■ Data supplied
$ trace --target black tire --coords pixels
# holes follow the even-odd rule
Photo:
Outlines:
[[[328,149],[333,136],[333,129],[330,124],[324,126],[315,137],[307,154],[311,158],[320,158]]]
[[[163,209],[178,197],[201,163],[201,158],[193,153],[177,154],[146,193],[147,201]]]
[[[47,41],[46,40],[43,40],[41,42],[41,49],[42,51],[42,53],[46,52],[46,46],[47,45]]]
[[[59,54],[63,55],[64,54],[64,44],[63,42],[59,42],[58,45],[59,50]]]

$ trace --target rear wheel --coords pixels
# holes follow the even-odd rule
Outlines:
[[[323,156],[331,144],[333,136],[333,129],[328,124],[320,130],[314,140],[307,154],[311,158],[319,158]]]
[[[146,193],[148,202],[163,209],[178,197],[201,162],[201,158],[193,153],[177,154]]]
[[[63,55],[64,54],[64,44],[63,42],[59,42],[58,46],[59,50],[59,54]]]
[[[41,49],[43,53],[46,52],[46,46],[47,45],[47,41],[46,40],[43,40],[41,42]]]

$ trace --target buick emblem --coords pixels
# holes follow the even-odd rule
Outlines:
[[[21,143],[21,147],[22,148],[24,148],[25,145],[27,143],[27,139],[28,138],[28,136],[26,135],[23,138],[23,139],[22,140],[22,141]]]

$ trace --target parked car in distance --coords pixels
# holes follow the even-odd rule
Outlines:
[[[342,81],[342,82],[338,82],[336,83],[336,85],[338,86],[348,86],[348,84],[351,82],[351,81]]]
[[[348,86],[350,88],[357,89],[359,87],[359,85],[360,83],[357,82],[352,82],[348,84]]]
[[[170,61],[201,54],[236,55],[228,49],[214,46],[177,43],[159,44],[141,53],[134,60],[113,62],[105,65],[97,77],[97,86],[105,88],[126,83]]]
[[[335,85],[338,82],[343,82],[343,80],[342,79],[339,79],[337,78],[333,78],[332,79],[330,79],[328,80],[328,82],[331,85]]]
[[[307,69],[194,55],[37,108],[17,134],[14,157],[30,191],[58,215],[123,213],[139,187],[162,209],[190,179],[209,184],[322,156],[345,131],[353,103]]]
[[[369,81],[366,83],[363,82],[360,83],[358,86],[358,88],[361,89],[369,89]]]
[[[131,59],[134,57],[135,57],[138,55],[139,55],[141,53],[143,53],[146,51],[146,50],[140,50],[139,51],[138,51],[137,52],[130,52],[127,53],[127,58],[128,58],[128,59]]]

■ What you are asked to do
How many lines of the records above contain the string "trace"? Give only the number.

■ Correct response
4